##### RECORDS FOR THE TASK #####
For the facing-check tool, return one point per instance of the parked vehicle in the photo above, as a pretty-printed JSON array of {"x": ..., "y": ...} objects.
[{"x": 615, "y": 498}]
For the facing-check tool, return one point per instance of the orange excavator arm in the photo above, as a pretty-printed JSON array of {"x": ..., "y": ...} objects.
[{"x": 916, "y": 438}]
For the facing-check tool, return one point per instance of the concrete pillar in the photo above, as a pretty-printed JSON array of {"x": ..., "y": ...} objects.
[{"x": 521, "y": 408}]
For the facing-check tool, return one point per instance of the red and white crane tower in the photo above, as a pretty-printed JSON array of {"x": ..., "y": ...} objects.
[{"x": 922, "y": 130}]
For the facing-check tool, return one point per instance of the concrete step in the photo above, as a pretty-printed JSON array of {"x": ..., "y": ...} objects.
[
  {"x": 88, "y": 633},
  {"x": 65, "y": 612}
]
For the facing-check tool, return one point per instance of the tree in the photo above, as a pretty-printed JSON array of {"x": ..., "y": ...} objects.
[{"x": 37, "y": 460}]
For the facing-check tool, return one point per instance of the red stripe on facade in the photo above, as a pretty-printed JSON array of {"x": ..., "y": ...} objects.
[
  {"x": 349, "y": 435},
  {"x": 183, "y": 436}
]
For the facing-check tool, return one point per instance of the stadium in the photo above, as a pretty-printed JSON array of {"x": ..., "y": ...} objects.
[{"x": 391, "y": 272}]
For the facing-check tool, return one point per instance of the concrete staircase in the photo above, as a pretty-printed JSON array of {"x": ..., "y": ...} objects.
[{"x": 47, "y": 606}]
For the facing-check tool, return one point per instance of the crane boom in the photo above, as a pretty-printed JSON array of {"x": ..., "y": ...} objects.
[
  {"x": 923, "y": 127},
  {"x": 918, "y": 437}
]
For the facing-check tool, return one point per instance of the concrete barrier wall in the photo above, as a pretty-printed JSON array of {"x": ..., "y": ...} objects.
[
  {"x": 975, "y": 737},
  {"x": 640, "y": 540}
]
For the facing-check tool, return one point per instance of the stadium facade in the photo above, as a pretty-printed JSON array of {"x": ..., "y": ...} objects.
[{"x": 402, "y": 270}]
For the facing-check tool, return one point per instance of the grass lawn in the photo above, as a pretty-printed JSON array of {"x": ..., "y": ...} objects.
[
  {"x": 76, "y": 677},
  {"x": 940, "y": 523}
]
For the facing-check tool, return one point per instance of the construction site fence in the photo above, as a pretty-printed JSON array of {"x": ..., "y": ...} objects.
#####
> **TASK STATEMENT**: Update the data above so that every "facing-check tool" reads "heading-check tool", with everything else left unchanged.

> **WORKED SOLUTION**:
For the heading-check tool, return one point per instance of the parked vehicle in the photo above, as a pretty-printed JSON array of {"x": ..., "y": ...} objects.
[{"x": 615, "y": 498}]
For the heading-check tool, return one point per instance of the orange excavator arm in the photo above, as a pretty-printed JSON array of {"x": ..., "y": ...} objects.
[{"x": 916, "y": 438}]
For the heading-check tool, return one point per instance of the concrete pillar in the photo above, as a pretty-printed JSON array of {"x": ..., "y": ...} objects.
[{"x": 521, "y": 408}]
For the heading-check tool, return one point per instance of the red and white crane tower in the photo above, as a pretty-printed JSON array of {"x": ..., "y": ...} objects.
[{"x": 922, "y": 130}]
For the heading-check tool, return one point per instance of the concrete step in the photo above, as a pretty-printed JSON array of {"x": ..., "y": ...} objects.
[
  {"x": 88, "y": 633},
  {"x": 65, "y": 612}
]
For the heading-check tool, return one point per instance of the tree in the photo above, as a pretty-printed JSON array of {"x": ..., "y": ...} objects.
[{"x": 37, "y": 460}]
For the heading-check tool, return one point per instance of the red stripe on facade in the photo above, as a pretty-printed JSON array of {"x": ..., "y": ...} objects.
[
  {"x": 349, "y": 435},
  {"x": 183, "y": 436}
]
For the heading-check tool, return one point per instance of the stadium in the photo above, as a pretty-printed JSON array of {"x": ..., "y": ...} objects.
[{"x": 391, "y": 272}]
For the heading-check tool, return one point per instance of the concrete staircase in the photo above, as a pretty-printed JSON array of {"x": ..., "y": ...} objects.
[{"x": 47, "y": 606}]
For the heading-check tool, return one point per instance of the crane boom in the photo above, as a pretty-printed JSON array of {"x": ..., "y": ...} objects.
[
  {"x": 923, "y": 127},
  {"x": 918, "y": 437}
]
For the heading-check tool, return one point per instance of the concrete barrier wall in the photo above, as a pretty-printed JSON array of {"x": ..., "y": ...} objects.
[
  {"x": 975, "y": 737},
  {"x": 640, "y": 540}
]
For the heading-check tool, return one point per instance of the stadium facade in the photo above, as a pretty-printed JSON array of {"x": ..., "y": ...} objects.
[{"x": 402, "y": 270}]
For the heading-check tool, return one point per instance of the grass lawn in the photo above, as a pretty-printed JSON array of {"x": ..., "y": ...} objects.
[
  {"x": 76, "y": 677},
  {"x": 940, "y": 523}
]
For the heading-check tool, return one point per instance of the construction site fence in the photo above, as a pretty-printed JSON array of {"x": ..., "y": ...} objects.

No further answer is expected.